┌─ Page excerpt

Newsletter - How Long Can This (Maintenance Therapy) Keep Going On?
- kati810
- Oct 1, 2021
- 3 min read
Updated: May 20
(Adapted from Ace)
A Message from Dr. Tony Blau
If there were an Olympic Games for the number of decisions that a cancer patient must make over the entirety of their disease course, we myeloma patients would be gold medalists. Great drugs keep us alive for years - often many. Yet this pesky disease almost never completely surrenders. While remissions for many other types of cancer can hold some hope of a cure, we myeloma patients can count on our disease to one day return. Myeloma is reliable that way. And when myeloma returns, it typically isn’t as responsive to treatment as it was at diagnosis. That’s the reason that I have adopted a strategy of squishing my myeloma and keeping squished, as described in a video that can be found by clicking here. This strategy involves achieving and maintaining measurable residual disease (MRD) negativity, a state in which no myeloma cells are detectable, a topic that is described in this video.
But while no myeloma cells are detectable in my bone marrow or PET-CT, I believe that they are likely in there, hunkered down and biding their time until they can grow back to cause problems someday. The following paragraph attempts to explain why.
The most sensitive test for detecting myeloma in the bone marrow is clonoSEQ, described in this video. ClonoSEQ testing is done on bone marrow samples and can detect as few as one myeloma cell per million bone marrow cells. Wow, that’s impressive. But what I really want to know as a myeloma patient is how many myeloma cells remain in my body? Of course, the answer to that question is unknowable, but here’s what I think. ClonoSEQ testing indicates that I have fewer than one myeloma cell per million bone marrow cells. But there’s a rub: the human bone marrow is estimated to contain about 700 billion bone marrow cells (according to a paper co-authored by my dear friend and eminent scientist Chuck Murry). If one does the math, that means that I can be MRD negative as assessed by the most sensitive test available but still harbor up to 700,000 myeloma cells in my body. So while my wife Sibel would like to think that my MRD negative status means that I have zero myeloma cells, cold math suggests that I might still harbor upwards of 700,000 myeloma cells. It’s for this reason I have been taking maintenance therapy for a long time.
I take two drugs: Revlimid, which I have taken daily for more than five years, and Ninlaro, which I’ve taken for almost four years. In pursuing this strategy, I’ve been super lucky. First, I tolerate the drugs well, with the exception of gastrointestinal side effects that prompt the occasional need to rush to the bathroom at unpredictable (and sometimes inconvenient) times (by the way, this side effect seems very responsive to the consistent use of bile acid binders such as colestipol and colesevelam). Second, I have excellent insurance, so I can get these drugs despite their insane expense. My insurance company pays about $427,000 per year, while I pay less than $1,000 per year. But nothing in medicine is free. Every drug has a side effect, and for patients with myeloma, there are all sorts of side effects that might accompany long-term maintenance therapy. One of the biggies is secondary malignancies, i.e., cancers caused in part by the very medicines that I am using to keep my myeloma at bay.
So should I stay on these ultra-expensive medicines in an effort to keep my myeloma on the mat while accepting the risk that these very medicines might contribute to the development of another cancer that might be awful? Or should I let up the pressure on my myeloma and see what happens? In making this assessment, I came up with the following idea. Let me get a recently developed, extremely sensitive blood test designed to detect mutations associated with a variety of different types of cancers. The test and test results are shown here:

Negative - so there you go. Of course, this test isn’t definitive, but it appears that, at the moment, I don’t have an obvious reason to change course. I will likely continue to choose the path of “long-term maintenance therapy guinea pig.” It’s kind of pathetic, really. The dearth of information available to us patients makes it impossible to know the right choice. We can only do our best and learn from each other.

└─

Task >> Please return the passage of the maintenance therapy newsletter from "But while no" up to and including "to explain why.", word for word.

┌─ Listed records

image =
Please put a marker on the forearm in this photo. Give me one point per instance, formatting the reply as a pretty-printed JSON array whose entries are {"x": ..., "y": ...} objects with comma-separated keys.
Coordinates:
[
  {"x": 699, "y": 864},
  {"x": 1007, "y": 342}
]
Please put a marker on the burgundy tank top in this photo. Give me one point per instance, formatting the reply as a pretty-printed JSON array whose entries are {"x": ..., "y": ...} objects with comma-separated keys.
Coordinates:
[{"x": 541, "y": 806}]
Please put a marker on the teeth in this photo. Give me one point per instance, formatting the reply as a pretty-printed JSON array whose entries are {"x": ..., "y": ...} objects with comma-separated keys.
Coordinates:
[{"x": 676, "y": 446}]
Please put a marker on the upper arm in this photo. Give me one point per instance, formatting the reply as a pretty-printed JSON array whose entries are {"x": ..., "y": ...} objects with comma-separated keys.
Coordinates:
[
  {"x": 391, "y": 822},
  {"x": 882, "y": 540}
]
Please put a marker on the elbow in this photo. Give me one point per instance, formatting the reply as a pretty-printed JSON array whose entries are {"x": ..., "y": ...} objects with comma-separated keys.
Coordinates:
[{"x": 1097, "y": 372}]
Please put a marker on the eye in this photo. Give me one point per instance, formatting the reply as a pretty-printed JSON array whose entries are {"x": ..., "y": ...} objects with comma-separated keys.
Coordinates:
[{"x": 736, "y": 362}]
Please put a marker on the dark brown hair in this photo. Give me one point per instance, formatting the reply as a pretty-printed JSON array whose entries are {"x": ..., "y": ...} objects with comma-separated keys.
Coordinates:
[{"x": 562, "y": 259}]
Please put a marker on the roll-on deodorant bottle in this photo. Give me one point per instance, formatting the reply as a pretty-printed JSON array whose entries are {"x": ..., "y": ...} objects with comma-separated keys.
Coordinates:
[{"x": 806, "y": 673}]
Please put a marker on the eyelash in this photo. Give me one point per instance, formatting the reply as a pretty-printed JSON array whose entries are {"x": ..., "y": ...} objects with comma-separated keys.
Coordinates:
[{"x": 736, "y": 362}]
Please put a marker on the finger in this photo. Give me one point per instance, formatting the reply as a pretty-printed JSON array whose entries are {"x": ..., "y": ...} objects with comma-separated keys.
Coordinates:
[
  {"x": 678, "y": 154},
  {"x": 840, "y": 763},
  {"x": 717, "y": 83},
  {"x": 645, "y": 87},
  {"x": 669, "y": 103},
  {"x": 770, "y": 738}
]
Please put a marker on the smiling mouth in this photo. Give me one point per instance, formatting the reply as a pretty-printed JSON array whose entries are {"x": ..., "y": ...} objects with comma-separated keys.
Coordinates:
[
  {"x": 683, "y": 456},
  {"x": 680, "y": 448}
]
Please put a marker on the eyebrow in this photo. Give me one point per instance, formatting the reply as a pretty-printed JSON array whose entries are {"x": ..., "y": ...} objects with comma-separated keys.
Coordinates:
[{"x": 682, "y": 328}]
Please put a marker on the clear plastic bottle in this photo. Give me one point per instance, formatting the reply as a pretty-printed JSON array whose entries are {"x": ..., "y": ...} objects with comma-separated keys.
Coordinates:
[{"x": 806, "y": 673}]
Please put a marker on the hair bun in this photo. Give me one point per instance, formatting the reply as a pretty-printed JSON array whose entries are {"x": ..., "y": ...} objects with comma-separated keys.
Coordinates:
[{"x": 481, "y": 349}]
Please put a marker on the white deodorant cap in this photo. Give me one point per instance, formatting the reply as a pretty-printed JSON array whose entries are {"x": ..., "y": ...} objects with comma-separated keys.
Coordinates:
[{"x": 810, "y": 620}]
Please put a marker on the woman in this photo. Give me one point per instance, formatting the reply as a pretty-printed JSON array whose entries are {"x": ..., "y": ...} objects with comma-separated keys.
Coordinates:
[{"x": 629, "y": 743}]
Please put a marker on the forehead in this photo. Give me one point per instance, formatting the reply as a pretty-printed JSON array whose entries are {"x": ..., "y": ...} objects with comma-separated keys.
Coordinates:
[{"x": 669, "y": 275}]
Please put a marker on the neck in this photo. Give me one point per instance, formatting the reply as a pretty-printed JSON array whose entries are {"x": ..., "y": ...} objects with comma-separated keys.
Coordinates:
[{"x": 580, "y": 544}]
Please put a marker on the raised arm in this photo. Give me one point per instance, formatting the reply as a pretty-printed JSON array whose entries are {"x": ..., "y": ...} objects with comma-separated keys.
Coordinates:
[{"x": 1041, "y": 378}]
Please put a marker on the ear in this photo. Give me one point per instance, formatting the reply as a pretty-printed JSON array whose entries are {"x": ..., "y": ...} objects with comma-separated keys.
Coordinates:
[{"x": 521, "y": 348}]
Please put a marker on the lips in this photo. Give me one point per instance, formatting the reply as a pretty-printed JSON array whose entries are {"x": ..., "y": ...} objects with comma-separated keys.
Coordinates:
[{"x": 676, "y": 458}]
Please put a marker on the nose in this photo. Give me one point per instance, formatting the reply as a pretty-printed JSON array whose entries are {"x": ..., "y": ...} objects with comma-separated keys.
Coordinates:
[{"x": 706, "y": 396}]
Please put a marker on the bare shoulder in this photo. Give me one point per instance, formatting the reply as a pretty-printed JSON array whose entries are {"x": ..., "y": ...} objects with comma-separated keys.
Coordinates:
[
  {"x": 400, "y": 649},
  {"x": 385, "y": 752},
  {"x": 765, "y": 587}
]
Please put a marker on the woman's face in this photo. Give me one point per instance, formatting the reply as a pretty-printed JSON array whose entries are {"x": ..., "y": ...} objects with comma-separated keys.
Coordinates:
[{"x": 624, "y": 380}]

└─

Response box >>
But while no myeloma cells are detectable in my bone marrow or PET-CT, I believe that they are likely in there, hunkered down and biding their time until they can grow back to cause problems someday. The following paragraph attempts to explain why.